Set down all of the entries below word for word, with the pictures left out.

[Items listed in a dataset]
□ □ □

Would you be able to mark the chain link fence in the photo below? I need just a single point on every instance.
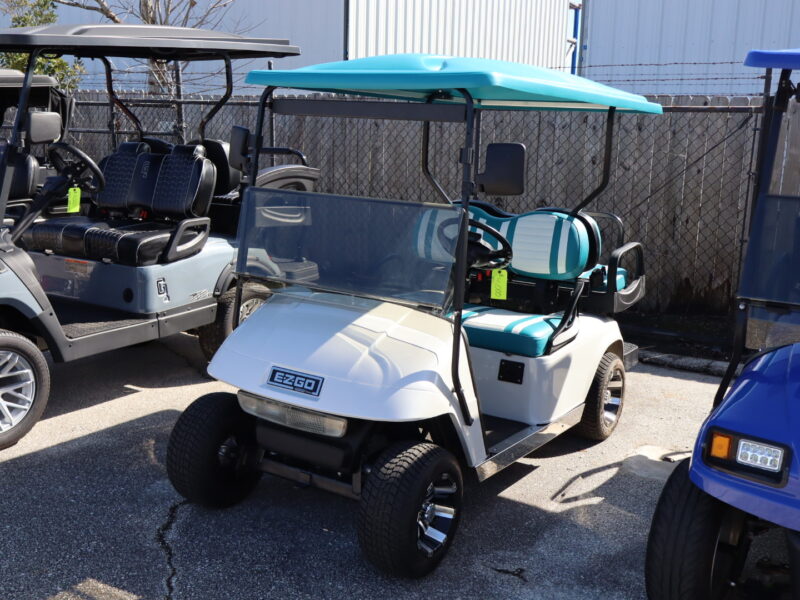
(681, 182)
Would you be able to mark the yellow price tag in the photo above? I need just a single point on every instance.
(499, 284)
(74, 200)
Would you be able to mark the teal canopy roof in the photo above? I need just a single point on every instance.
(493, 84)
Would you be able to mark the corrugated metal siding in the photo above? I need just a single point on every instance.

□ □ □

▶ Problem solution
Would you be able to mark the chain link fence in the photo below? I need just a single point on every instance.
(681, 182)
Would you be able to mark the yellow price tag in the photo above? I need just a single point on every instance.
(499, 284)
(74, 200)
Would you be able to mark the teal canopy roof in the photo above? I need just a single point on every instance.
(493, 84)
Would you be able to mark the corrugated metal siding in the photo above? I need just a single point on every instance.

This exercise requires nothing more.